Items -

──────────────────────────────

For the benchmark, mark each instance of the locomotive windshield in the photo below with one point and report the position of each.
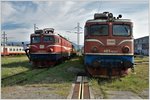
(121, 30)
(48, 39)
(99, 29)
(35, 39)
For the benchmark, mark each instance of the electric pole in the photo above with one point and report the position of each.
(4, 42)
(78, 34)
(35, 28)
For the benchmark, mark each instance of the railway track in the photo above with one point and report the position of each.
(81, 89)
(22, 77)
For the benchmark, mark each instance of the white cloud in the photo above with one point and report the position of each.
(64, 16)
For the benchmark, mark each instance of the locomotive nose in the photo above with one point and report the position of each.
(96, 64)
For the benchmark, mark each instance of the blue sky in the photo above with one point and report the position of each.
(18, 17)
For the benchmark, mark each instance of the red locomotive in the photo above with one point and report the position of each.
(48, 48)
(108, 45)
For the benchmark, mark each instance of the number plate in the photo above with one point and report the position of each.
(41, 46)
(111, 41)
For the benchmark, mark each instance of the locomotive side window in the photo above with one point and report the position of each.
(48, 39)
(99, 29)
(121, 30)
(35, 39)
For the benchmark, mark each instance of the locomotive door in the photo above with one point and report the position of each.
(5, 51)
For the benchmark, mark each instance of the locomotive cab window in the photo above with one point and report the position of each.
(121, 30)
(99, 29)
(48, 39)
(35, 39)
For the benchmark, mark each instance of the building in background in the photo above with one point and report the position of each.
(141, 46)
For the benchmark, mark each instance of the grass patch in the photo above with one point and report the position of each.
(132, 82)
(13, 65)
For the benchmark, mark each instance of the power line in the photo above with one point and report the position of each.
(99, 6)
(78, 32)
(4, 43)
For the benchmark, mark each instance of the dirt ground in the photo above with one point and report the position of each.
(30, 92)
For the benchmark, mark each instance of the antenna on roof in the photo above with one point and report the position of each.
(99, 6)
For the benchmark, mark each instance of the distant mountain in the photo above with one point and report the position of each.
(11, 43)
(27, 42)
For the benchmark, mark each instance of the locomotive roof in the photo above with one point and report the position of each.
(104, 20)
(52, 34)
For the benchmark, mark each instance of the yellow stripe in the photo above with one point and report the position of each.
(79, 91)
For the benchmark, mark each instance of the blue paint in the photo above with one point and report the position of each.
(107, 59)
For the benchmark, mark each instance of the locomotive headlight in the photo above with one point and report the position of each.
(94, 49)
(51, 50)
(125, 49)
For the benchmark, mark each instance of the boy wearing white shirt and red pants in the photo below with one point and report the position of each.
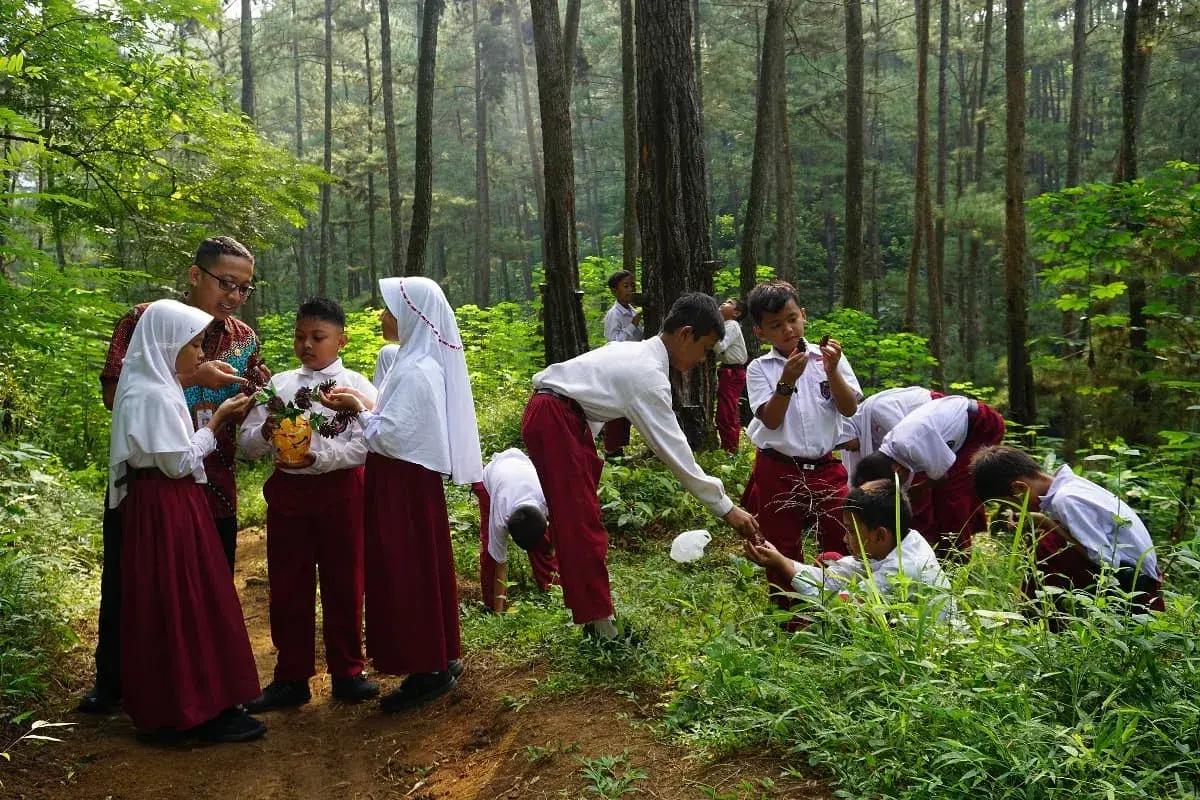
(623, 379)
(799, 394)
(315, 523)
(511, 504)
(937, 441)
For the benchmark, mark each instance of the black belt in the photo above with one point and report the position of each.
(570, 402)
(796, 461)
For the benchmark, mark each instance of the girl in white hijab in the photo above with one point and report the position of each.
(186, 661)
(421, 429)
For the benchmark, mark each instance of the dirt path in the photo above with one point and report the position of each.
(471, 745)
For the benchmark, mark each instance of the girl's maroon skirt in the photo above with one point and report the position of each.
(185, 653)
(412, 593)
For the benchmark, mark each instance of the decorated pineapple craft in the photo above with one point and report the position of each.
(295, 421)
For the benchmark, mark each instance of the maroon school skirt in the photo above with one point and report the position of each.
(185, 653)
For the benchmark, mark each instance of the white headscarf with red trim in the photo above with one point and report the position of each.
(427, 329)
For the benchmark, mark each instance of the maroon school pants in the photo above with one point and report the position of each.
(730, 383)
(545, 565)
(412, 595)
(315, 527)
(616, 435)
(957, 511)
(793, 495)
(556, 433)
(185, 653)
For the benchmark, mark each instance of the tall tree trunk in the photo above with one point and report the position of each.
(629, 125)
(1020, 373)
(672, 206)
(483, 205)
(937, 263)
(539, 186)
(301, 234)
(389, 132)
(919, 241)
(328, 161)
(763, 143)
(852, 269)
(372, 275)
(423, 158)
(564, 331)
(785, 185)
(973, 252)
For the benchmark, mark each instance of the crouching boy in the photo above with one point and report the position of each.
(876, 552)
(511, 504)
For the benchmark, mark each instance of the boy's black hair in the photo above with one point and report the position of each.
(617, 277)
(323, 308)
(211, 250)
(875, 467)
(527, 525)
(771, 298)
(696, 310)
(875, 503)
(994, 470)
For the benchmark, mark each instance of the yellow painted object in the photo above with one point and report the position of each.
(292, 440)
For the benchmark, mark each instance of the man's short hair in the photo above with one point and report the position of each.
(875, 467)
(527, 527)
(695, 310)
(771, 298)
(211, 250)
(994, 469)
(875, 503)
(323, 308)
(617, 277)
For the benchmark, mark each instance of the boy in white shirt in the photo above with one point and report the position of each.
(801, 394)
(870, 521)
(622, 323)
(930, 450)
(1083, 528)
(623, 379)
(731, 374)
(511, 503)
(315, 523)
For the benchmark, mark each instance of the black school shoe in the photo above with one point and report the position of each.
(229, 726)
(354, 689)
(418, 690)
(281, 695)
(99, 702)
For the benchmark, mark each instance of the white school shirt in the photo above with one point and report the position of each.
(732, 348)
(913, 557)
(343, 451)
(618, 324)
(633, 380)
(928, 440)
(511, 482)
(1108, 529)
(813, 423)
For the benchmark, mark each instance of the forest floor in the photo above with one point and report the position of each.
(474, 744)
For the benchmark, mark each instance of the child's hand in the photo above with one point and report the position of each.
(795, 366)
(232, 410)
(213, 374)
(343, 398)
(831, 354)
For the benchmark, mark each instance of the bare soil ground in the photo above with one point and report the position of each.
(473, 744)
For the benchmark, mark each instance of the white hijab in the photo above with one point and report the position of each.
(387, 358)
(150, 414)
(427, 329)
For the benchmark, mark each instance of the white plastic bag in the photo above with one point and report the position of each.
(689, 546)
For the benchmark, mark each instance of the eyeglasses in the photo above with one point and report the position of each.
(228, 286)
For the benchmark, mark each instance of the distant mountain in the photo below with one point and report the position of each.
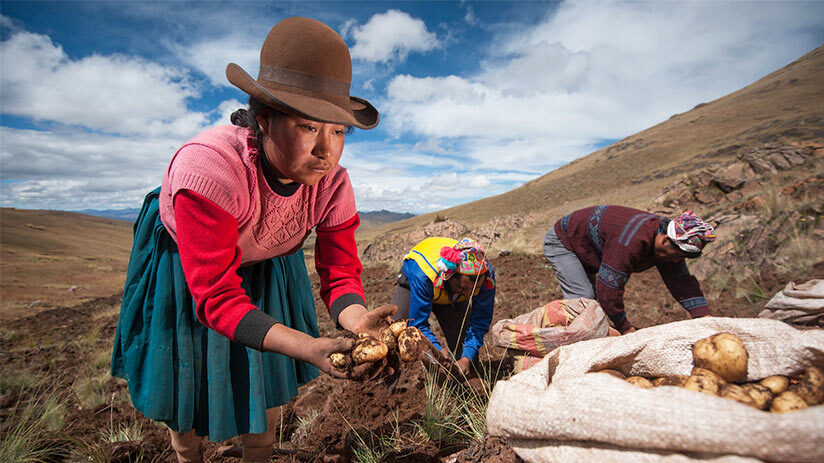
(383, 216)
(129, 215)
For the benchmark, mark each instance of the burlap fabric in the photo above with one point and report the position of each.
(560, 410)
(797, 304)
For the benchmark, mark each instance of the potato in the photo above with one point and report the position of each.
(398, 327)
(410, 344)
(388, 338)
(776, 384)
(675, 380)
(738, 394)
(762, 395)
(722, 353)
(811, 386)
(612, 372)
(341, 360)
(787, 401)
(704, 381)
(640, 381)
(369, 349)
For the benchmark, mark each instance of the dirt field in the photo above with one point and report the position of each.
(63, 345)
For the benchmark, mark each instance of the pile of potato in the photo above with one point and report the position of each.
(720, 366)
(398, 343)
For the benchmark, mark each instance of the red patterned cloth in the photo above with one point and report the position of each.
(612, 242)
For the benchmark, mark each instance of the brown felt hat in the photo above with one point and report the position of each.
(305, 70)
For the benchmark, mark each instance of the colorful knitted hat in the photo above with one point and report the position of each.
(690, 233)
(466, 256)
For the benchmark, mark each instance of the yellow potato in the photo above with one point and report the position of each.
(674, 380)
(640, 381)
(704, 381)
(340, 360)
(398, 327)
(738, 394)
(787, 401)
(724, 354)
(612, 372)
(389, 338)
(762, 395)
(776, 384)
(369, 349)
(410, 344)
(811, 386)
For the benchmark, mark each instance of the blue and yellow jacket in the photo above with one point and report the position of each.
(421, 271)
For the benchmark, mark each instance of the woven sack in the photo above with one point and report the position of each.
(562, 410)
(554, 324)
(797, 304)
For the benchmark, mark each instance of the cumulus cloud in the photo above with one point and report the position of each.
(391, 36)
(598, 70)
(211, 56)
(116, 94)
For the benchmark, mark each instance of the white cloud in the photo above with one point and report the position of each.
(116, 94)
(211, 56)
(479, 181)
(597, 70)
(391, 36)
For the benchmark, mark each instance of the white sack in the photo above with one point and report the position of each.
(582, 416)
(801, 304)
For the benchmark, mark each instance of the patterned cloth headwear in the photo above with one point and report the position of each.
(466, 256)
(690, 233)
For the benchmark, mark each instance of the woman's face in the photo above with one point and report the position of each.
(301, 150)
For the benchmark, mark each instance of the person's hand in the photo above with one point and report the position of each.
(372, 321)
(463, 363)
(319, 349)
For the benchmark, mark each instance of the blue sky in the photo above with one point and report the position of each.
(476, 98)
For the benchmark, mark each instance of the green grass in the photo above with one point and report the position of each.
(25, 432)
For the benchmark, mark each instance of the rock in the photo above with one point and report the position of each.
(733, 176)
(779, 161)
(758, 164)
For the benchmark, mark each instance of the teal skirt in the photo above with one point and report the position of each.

──────────────────────────────

Exercise objective - Can you reproduce word for word the entries from the line containing "For the benchmark, mark each instance of the yellow potato" through the last of the entries, including both of those lines?

Result of the task -
For the benchmark, mark each instance of the yellow potato in the photo above with one point and report the position of each.
(674, 380)
(640, 381)
(704, 381)
(340, 360)
(398, 327)
(738, 394)
(787, 401)
(724, 354)
(612, 372)
(389, 338)
(762, 395)
(776, 384)
(369, 349)
(410, 344)
(811, 386)
For the benchmark, mark each instance of the blue and yellow jacket in the photo above with one point and report the position of each.
(421, 271)
For the benchmark, mark each instance of the woven sack in the photo above with one point and report the position of each.
(562, 410)
(554, 324)
(797, 304)
For the benchmark, mark each instance of the cumulus cloud in the photo above with one point and report the position of each.
(391, 36)
(598, 70)
(211, 56)
(116, 94)
For the benchmark, mark each instance of the white cloud in the photo above with one point and report the position of each.
(116, 94)
(211, 56)
(479, 181)
(597, 70)
(391, 36)
For the benchmark, mark each instance of the white sack in the photo above with one point and report the position of each.
(582, 416)
(801, 304)
For the benchmark, mark each instance of the patterned cloth headwear in the photo above with one point and report the position of each.
(466, 256)
(690, 233)
For the benchmark, mark each instance of the woman's face in the photo above with one point and report the position of each.
(301, 150)
For the benchmark, mark each instance of the person's hand in the photo above with one point and report the position of each.
(372, 321)
(463, 363)
(319, 349)
For the benchmark, mark each instance of the blue sky in the photo above with one point and report the position of each.
(476, 98)
For the benchmark, mark each instance of the green grass in the photo above with one point and report the position of each.
(25, 432)
For the benchmark, mark each instance of the rock in the photo above with one point and report the position of each.
(733, 176)
(779, 161)
(758, 164)
For the benchmark, mark each instance of the teal skirt in the photo above with one point and report the position of each.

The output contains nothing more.